◆ **Task directions**
Within the listing, each line that has the string "Outline" should be copied.

◆ **Working data**
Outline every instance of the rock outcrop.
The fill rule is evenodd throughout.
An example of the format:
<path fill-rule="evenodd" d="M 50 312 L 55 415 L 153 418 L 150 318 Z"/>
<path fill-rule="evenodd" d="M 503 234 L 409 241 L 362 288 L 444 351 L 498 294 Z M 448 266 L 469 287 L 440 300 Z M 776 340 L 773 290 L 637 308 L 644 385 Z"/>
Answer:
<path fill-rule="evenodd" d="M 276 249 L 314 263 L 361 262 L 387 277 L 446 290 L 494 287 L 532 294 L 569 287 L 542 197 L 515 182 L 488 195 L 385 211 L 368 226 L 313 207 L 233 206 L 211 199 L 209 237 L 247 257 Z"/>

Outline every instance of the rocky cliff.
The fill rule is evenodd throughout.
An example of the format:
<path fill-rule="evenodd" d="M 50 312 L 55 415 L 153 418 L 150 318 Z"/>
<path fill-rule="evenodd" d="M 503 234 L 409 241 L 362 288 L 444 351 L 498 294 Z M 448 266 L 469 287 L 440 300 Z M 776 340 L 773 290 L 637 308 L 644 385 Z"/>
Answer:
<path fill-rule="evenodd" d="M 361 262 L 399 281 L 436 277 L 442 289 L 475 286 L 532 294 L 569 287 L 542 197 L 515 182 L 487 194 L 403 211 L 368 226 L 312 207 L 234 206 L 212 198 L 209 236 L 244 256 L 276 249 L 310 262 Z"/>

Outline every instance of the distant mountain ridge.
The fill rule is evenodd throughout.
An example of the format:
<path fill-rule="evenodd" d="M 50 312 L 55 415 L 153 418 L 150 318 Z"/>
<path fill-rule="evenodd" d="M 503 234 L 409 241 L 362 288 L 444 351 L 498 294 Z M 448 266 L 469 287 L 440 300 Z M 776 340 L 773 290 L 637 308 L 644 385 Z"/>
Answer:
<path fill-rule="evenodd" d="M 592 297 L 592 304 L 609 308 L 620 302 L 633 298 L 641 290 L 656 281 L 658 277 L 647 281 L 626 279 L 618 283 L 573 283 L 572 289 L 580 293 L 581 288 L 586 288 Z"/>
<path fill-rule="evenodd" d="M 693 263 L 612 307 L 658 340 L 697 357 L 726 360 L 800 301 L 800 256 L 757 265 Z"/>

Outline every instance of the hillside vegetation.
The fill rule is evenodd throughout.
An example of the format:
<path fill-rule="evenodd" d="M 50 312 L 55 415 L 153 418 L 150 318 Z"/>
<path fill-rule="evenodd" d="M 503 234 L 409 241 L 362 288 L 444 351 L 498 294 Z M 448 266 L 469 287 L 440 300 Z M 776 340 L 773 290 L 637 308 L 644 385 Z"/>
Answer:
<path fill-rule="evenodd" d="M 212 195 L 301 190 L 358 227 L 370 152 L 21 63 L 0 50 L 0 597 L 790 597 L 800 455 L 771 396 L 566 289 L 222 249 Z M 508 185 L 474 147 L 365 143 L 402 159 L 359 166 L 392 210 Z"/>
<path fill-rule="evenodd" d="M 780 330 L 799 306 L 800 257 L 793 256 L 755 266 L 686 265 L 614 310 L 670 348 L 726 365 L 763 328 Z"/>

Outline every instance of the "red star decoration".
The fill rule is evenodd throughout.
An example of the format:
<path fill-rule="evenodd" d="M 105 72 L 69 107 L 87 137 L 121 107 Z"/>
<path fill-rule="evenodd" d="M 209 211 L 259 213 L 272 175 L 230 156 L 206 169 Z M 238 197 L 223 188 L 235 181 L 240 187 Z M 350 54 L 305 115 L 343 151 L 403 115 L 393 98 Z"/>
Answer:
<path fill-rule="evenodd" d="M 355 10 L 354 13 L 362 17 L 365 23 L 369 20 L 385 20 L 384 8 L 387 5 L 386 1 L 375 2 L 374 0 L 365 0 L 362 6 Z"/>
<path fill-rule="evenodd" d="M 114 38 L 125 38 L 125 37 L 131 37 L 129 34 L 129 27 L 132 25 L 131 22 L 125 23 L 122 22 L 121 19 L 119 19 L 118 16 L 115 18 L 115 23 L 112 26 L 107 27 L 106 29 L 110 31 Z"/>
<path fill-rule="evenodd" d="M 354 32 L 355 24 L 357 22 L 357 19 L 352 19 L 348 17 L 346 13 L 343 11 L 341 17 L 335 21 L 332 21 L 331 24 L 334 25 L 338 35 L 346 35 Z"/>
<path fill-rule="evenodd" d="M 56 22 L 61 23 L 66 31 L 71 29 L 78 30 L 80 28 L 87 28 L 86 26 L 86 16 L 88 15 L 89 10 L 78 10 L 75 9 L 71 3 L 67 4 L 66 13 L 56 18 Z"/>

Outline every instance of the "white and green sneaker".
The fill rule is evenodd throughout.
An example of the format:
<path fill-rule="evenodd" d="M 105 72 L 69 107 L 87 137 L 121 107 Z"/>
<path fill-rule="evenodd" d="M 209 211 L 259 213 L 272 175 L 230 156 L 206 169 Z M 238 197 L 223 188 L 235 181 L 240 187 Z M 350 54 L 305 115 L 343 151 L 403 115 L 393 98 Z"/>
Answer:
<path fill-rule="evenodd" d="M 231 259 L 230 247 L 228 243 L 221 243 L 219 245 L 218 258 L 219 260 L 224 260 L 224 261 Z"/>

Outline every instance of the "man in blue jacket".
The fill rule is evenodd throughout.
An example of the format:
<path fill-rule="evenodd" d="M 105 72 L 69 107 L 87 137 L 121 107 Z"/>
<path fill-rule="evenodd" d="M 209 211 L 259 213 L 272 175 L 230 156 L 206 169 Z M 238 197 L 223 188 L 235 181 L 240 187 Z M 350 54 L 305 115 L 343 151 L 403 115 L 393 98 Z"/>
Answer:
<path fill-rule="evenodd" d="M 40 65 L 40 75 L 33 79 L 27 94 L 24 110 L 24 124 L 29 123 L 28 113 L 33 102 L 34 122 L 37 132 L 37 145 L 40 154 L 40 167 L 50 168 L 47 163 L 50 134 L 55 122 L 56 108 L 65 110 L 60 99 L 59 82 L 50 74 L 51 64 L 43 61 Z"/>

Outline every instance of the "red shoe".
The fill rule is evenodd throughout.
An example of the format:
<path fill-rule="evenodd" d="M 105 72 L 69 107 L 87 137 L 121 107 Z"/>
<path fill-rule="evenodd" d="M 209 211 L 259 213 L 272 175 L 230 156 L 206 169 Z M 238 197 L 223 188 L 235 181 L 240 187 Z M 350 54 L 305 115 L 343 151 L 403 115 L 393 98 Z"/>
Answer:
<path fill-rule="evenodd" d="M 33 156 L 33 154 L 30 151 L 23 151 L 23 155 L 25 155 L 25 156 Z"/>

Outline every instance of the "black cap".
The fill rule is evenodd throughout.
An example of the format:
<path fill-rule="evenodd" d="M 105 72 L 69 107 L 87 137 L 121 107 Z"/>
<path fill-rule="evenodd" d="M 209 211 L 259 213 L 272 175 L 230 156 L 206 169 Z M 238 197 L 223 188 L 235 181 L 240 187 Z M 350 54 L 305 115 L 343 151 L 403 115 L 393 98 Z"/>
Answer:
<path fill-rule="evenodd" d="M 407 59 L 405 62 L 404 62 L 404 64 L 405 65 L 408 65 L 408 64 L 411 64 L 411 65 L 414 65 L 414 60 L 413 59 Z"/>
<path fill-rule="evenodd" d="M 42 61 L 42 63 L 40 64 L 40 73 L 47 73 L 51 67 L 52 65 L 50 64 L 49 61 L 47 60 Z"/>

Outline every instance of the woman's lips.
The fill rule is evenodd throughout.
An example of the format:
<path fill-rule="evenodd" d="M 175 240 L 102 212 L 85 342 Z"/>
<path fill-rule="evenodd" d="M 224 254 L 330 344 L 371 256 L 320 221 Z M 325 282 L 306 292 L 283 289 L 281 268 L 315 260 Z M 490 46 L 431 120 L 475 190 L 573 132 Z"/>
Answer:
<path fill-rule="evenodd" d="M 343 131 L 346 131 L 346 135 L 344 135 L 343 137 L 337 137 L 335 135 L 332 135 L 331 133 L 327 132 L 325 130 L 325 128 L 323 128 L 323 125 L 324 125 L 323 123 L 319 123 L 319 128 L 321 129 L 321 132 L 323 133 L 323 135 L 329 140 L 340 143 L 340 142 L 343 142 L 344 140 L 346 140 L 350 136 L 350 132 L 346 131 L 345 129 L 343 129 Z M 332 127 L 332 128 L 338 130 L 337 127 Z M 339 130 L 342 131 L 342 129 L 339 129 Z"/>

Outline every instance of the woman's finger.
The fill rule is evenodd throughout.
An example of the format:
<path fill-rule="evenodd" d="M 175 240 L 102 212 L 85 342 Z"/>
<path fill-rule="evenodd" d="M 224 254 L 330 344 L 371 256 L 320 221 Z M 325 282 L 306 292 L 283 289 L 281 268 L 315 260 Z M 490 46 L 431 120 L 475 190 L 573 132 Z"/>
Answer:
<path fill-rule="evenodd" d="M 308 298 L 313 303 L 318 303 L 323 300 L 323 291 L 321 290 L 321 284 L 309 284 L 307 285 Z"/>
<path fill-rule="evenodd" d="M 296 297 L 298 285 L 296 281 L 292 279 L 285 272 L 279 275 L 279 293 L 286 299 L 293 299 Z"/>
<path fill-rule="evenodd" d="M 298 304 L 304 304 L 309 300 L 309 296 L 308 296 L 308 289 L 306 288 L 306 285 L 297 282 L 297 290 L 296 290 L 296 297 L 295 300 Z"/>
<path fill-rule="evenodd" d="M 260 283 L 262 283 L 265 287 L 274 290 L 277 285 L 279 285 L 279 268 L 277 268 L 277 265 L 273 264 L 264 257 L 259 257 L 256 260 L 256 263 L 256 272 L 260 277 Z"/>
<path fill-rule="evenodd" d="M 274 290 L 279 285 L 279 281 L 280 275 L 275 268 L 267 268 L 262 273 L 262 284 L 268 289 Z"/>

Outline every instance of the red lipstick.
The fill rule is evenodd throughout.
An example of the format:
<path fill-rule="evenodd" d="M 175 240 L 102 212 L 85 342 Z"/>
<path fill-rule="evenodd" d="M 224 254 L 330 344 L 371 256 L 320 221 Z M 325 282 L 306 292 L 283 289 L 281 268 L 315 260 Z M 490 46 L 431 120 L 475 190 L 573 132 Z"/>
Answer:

◆ **Response below**
Outline every instance of the rock outcrop.
Outline every instance of the rocky cliff.
Outline every instance of the distant mountain ridge.
Outline every instance of the hillside vegetation.
Outline every instance of the "red star decoration".
Outline every instance of the "white and green sneaker".
Outline every instance of the "man in blue jacket".
Outline every instance of the "red shoe".
Outline every instance of the "black cap".
Outline every instance of the woman's lips.
Outline every instance of the woman's finger.
Outline every instance of the red lipstick.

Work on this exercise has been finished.